(Pointing data excerpts)
········
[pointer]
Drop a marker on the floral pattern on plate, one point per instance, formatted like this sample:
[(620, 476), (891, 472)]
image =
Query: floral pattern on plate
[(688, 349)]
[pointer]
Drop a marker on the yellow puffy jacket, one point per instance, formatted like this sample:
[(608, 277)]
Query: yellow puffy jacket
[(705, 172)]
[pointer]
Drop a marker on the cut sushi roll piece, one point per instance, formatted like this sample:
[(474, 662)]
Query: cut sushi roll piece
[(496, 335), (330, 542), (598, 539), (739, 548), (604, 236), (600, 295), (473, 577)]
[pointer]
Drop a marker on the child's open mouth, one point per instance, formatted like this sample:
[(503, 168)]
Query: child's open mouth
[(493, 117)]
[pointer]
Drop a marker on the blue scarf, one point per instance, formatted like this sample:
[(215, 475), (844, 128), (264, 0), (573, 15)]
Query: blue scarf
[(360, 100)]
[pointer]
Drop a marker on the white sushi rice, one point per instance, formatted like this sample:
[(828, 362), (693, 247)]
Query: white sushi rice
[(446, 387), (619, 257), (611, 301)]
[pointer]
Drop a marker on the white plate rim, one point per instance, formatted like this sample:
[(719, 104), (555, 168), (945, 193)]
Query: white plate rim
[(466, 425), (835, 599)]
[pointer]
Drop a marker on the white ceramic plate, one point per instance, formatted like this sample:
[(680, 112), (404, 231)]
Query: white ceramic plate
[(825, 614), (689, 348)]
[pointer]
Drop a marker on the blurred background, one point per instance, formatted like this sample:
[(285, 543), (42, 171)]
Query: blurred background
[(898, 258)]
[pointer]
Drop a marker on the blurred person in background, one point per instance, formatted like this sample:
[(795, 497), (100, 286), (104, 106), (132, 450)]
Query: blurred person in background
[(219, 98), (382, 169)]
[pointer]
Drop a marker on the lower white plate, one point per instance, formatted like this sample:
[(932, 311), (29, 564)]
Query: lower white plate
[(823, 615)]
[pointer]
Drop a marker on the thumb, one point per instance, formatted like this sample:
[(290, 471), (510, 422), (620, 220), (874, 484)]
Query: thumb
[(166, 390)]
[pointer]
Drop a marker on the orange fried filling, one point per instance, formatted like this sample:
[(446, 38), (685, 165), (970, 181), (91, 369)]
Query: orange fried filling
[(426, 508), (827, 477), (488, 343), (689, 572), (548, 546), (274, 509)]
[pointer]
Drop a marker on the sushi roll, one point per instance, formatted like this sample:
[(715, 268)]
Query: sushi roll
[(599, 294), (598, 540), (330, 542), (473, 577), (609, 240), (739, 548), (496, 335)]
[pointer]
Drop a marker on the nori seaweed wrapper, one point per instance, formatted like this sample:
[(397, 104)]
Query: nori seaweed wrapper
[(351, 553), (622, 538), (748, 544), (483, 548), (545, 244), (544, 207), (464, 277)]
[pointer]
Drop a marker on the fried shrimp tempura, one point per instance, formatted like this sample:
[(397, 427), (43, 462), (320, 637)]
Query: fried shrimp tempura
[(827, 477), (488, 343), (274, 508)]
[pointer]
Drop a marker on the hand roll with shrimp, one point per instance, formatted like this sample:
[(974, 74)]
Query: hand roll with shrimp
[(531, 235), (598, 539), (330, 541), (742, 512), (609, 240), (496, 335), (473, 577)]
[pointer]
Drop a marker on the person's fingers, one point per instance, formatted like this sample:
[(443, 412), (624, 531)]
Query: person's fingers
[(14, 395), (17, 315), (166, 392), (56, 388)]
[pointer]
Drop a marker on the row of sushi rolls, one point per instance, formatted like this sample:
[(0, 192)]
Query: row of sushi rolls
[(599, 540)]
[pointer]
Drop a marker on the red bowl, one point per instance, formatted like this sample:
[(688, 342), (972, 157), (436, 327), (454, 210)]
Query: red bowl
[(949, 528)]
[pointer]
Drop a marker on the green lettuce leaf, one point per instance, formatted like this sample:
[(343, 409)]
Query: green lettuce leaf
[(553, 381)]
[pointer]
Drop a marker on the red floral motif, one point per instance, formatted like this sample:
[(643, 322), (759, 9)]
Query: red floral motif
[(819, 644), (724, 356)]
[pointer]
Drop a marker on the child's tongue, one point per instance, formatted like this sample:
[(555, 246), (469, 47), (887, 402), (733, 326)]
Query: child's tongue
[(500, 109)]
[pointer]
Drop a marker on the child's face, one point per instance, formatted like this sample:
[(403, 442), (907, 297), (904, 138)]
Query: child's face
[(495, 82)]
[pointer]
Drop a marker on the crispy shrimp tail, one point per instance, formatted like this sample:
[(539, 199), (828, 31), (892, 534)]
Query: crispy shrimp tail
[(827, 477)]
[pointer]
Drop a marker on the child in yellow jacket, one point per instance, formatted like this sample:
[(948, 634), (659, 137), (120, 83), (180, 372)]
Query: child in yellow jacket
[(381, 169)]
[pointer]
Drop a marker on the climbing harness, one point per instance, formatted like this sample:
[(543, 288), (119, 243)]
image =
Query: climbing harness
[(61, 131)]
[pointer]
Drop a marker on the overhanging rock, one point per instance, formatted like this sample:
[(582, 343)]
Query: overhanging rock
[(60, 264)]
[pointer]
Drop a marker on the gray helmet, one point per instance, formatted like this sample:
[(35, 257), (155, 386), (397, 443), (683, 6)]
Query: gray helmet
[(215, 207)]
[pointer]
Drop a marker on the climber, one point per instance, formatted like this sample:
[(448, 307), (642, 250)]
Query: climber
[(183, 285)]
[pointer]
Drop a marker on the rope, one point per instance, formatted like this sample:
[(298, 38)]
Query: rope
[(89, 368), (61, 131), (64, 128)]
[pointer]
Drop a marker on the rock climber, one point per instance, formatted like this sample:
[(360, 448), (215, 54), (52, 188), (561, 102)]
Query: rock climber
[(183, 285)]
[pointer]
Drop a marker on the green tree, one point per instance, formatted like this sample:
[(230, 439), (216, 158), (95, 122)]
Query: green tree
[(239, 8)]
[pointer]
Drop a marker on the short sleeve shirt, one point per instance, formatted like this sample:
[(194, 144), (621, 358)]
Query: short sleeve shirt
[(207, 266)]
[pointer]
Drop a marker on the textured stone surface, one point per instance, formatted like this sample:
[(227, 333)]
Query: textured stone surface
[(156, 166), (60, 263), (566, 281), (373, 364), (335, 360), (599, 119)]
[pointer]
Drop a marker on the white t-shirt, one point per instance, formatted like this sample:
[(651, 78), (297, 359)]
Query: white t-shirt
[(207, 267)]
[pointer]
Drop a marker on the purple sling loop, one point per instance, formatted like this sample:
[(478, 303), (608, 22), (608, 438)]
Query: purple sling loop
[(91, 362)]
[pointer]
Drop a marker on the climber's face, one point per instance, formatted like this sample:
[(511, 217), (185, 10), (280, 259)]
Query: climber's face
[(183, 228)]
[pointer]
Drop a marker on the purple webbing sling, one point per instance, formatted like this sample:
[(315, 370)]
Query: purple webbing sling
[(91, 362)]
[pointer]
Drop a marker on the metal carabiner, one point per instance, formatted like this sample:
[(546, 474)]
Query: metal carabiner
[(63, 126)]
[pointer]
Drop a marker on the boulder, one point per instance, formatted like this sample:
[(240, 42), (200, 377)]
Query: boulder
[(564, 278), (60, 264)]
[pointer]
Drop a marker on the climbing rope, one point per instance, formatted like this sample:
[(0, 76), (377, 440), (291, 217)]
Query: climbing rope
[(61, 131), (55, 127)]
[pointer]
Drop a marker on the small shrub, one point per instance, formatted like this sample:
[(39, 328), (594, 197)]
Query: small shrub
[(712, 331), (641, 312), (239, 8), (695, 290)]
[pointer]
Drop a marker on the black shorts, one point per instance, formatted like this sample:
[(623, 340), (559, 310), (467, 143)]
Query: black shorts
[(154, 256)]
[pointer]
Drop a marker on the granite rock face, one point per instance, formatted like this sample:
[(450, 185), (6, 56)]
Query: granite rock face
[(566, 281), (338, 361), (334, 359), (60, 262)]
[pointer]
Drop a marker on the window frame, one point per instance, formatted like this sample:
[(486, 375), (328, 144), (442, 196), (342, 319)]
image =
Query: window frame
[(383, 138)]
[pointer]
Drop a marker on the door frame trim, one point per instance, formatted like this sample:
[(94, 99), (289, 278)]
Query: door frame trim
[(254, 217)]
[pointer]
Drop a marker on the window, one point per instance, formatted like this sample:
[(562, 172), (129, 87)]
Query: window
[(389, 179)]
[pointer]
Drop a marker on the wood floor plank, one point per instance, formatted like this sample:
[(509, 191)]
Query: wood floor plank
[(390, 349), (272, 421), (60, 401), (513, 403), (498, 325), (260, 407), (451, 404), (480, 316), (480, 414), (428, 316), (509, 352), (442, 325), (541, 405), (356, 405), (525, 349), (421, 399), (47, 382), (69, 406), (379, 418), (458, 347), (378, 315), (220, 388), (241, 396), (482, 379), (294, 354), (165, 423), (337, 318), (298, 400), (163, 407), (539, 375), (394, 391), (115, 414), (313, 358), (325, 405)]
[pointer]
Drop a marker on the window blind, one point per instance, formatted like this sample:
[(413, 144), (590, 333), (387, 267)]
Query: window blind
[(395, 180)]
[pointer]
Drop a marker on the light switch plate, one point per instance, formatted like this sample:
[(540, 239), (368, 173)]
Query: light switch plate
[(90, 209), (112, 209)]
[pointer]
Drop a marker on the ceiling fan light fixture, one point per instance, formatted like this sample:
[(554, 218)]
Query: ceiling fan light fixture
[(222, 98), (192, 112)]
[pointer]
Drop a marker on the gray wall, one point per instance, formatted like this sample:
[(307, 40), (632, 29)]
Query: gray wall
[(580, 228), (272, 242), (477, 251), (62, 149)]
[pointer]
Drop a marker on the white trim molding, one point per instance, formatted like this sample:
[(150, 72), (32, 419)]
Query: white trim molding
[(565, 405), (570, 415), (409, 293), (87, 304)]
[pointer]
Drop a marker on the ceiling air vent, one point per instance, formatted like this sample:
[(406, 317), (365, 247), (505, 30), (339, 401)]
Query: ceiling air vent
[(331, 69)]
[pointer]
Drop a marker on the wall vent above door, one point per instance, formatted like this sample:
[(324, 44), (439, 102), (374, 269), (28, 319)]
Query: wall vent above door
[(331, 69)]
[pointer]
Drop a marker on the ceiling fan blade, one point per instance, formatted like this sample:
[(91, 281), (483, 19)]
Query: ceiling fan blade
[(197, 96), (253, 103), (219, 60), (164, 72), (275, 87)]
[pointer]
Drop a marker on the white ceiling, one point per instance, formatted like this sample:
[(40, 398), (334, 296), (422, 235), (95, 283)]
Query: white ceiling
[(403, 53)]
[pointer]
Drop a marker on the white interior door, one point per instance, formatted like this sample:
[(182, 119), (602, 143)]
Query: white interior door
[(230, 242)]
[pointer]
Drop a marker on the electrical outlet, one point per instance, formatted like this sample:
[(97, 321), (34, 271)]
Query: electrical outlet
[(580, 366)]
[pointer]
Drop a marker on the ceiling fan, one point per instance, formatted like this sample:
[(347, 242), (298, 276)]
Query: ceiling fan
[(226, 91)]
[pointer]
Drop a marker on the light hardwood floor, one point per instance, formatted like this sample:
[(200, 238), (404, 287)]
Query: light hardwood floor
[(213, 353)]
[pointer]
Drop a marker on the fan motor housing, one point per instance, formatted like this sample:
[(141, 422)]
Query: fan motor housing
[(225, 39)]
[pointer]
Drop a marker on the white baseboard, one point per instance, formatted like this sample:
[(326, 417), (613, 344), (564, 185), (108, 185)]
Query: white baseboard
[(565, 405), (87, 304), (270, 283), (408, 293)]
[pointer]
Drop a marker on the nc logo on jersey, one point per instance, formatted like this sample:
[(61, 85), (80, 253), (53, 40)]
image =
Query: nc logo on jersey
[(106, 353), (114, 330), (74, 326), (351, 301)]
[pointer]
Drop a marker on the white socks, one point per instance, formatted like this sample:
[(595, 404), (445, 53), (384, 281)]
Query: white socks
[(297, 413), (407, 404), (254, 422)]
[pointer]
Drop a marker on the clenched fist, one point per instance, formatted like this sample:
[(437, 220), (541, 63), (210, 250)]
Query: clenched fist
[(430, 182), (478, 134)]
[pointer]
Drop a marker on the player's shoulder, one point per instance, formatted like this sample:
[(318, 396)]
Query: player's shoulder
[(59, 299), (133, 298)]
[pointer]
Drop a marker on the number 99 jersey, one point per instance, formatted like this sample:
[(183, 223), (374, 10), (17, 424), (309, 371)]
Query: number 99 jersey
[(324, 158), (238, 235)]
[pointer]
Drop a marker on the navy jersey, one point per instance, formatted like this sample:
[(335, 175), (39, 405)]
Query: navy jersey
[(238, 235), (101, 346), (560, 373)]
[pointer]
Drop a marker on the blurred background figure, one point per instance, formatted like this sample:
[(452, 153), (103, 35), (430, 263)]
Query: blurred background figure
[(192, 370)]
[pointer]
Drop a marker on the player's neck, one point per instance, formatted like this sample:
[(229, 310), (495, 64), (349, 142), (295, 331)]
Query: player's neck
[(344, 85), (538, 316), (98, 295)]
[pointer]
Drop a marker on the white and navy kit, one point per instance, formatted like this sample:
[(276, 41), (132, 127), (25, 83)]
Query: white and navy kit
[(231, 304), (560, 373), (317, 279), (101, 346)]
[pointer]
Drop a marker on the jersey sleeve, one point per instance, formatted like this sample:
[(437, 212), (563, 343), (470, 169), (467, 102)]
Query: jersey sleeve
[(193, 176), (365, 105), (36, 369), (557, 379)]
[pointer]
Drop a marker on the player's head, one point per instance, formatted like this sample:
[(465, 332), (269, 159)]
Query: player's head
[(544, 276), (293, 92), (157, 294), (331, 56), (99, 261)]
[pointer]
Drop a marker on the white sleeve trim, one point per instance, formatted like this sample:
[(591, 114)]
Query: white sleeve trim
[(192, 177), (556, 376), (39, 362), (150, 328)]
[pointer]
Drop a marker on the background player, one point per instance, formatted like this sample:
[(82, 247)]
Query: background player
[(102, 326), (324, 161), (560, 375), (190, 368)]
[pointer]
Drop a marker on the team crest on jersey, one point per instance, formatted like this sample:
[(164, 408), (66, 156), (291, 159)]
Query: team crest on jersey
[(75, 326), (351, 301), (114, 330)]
········
**WRITTEN TASK**
Reproduce the listing word for word, starting at its first line and ending at the line that contains "[(466, 425), (835, 599)]". Include both of those lines.

**THE ANSWER**
[pointer]
Drop a marker on the floral pattern on plate, one point per instance, formatted like this sample:
[(620, 476), (891, 472)]
image =
Query: floral pattern on plate
[(688, 349)]
[pointer]
Drop a marker on the yellow puffy jacket, one point per instance, formatted like this sample:
[(608, 277)]
Query: yellow puffy jacket
[(705, 172)]
[pointer]
Drop a marker on the cut sushi roll piece, one point per instance, formatted like this sample:
[(474, 662)]
Query: cut sushi roll piece
[(496, 335), (330, 542), (598, 539), (739, 548), (604, 236), (600, 295), (473, 577)]
[pointer]
Drop a marker on the child's open mouth, one point per instance, formatted like this sample:
[(503, 168)]
Query: child's open mouth
[(493, 117)]
[pointer]
Drop a marker on the blue scarf, one point per instance, formatted like this sample:
[(215, 475), (844, 128), (264, 0), (573, 15)]
Query: blue scarf
[(360, 100)]
[pointer]
Drop a marker on the white sushi rice, one point per instance, formatted like this sample:
[(828, 362), (693, 247)]
Query: white sushi rice
[(446, 387), (619, 257), (611, 301)]
[pointer]
Drop a marker on the white plate rim, one point per instance, formatted like this sample:
[(719, 104), (555, 168), (945, 193)]
Query: white plate rim
[(466, 425), (835, 599)]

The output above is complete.